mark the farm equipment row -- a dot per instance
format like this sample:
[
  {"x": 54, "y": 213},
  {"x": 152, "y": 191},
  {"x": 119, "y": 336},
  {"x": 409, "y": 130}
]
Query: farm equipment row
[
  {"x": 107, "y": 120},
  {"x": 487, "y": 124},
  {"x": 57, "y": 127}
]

==================================================

Beginning with the line that holds "format like this" and ending with the last line of the material, retype each line exactly and output nothing else.

format like this sample:
[
  {"x": 54, "y": 213},
  {"x": 152, "y": 191},
  {"x": 119, "y": 336},
  {"x": 409, "y": 130}
]
Query: farm equipment row
[
  {"x": 107, "y": 120},
  {"x": 487, "y": 124},
  {"x": 57, "y": 127}
]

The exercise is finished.